What is the nature of our relationship to deity?

Tradition vs. Inspiration.

Religion vs. Spirituality.

Usually, I try to stay out of these debates, knowing as I do, from wrenching experience, that they seldom lead anywhere productive. Sometimes however, the temptation is too great to ignore. “Superheroes as objects of worship you say?” Yeah, I’m a hard-polytheist and a comic-book nerd, like I could help but weigh in on THAT topic!

I knew that what I wrote would not be popular with many people because I dared to say outright that I think certain beliefs are “wrong”. I didn’t couch it in the tired old, “while that may be right for you, it’s not right for me,” which while polite is also meaningless.

Plain speaking can get you in trouble pretty quickly in this community, but I’ve never been one for equivocation. So I was not in the least surprised to find my opinion being mocked (however gently) by a fellow blogger on a Pagan forum.

Which brings me to another of the things we like to do: we talk around each other. He talks to people that think like he does and she talks to people who think like she does and be both get the friendly nodding and clapping that tells us that ours was the winning argument. Congratulations: We have a failure to communicate. Well done!

So, having come this far, let’s break it down, just one more time.

Repressed

Help! Help! I’m being Repressed!

One side of the argument goes like this: All beliefs are valid and beautiful except for the belief that not all beliefs are valid and beautiful.

Take a second if you need to, and read it through again.

As logical arguments go, it’s right up there with: There is only one God because the Bible says so and the Bible is infallible because it is the word of God. It’s 95% pure refined hypocrisy cut with just a dash sanctimony, and it’s the go-to drug of those who choose to cast themselves both as “rebel against orthodoxy” and “victim of oppression”.

Record extracts
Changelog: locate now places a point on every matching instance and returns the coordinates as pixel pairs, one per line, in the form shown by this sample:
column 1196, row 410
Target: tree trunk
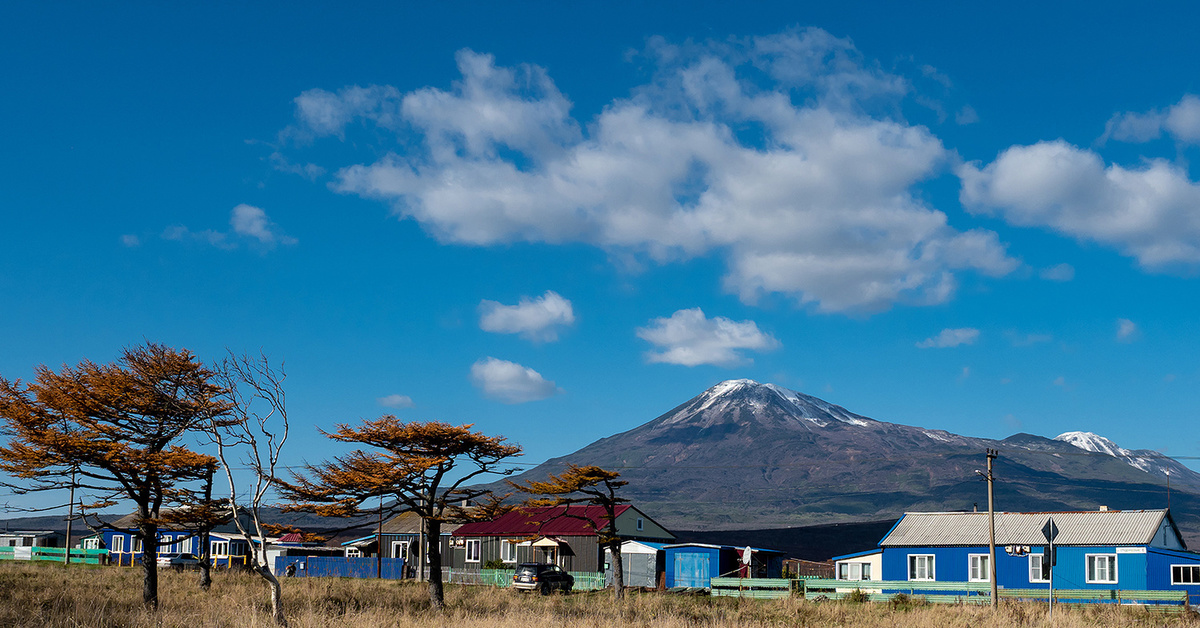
column 618, row 570
column 437, row 593
column 149, row 533
column 276, row 596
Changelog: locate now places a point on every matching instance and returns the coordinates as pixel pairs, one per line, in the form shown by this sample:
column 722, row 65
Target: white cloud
column 1127, row 330
column 820, row 208
column 951, row 338
column 691, row 339
column 509, row 382
column 396, row 401
column 249, row 225
column 538, row 320
column 1147, row 213
column 1059, row 273
column 1180, row 120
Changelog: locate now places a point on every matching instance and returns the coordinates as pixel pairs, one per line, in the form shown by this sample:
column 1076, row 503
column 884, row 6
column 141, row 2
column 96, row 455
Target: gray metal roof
column 1091, row 527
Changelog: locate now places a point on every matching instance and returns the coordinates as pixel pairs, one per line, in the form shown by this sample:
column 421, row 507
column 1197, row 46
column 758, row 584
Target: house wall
column 952, row 564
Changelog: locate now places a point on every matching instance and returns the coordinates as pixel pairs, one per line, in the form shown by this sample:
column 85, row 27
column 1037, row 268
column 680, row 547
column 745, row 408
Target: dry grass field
column 41, row 594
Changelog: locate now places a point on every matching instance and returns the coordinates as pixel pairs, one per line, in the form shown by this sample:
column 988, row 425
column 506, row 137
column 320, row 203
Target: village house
column 226, row 545
column 1095, row 549
column 545, row 534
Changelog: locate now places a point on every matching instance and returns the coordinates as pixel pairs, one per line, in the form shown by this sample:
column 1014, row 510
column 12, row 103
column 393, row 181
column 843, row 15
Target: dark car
column 543, row 578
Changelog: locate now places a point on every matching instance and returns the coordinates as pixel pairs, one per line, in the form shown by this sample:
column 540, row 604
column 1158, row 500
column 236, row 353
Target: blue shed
column 695, row 564
column 1095, row 549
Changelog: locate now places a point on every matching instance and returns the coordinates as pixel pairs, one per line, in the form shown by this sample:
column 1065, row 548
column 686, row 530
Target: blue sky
column 558, row 221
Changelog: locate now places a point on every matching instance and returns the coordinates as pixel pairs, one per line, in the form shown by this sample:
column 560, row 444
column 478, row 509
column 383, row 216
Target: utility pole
column 66, row 544
column 991, row 527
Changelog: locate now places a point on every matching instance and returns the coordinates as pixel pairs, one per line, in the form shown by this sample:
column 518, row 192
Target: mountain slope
column 744, row 454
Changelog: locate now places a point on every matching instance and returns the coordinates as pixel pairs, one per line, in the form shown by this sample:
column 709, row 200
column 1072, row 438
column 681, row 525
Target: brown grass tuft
column 46, row 594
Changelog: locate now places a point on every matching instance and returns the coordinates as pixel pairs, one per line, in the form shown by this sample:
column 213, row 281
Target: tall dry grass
column 45, row 594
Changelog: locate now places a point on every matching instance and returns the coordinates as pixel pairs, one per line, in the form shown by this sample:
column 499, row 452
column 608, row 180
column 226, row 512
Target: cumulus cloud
column 816, row 202
column 1147, row 213
column 396, row 401
column 247, row 223
column 690, row 339
column 1180, row 120
column 1127, row 330
column 509, row 382
column 951, row 338
column 538, row 320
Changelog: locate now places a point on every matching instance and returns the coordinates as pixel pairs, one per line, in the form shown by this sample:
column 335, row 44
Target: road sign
column 1050, row 531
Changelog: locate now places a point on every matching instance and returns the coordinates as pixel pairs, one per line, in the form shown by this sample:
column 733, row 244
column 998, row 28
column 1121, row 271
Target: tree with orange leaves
column 118, row 426
column 425, row 467
column 588, row 485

Aim of the exercise
Carry the blog post on Pagan belief debates further, picking up right after its final sentence. The data has no connection to the blog post on Pagan belief debates.

Result of the task
Lately I’ve seen a lot of, “What gives ‘X’ the right to say my beliefs are wrong?”.

The question I’m asking in response is “Why do you need ‘X’ to validate your beliefs?”.

Why this need for a community where everyone agrees, or at least says that they agree while giving you the big fake-smile?

We can’t all agree. Indeed, to believe in anything at all, you must do so at the expense of literally millions (perhaps billions) who have, do and will believe differently. If you don’t believe in anything strongly enough for someone else to be wrong…,

…I can’t even imagine how you function in the day-to-day world.

Community Chest

And then there are the Surrenderists.

On the other side of the argument are those who expend great amounts of energy and time explaining to anyone who will listen how these arguments prove that we shouldn’t be part of the Pagan Community at all. Mind you, they have been explaining this for no less than twenty years (by my personal count). One would think, in that amount of time, with that much determination, the divorce would be final by now. Instead, I don’t think we have even filed the preliminary paperwork.

But still we make all the angry noises. We stomp around the house in a fury and shout about how we’ve stopped calling ourselves “Pagans” and will call ourselves “Polytheists” until someone decides that word means something that we don’t like.

It seems strange to me that it is those who, like me, yearn to see temples and communities of worshippers honoring the gods, are the first ones to give up and retire to their isolated little enclaves. We come from warrior cultures but we do nothing but capitulate and give up ground.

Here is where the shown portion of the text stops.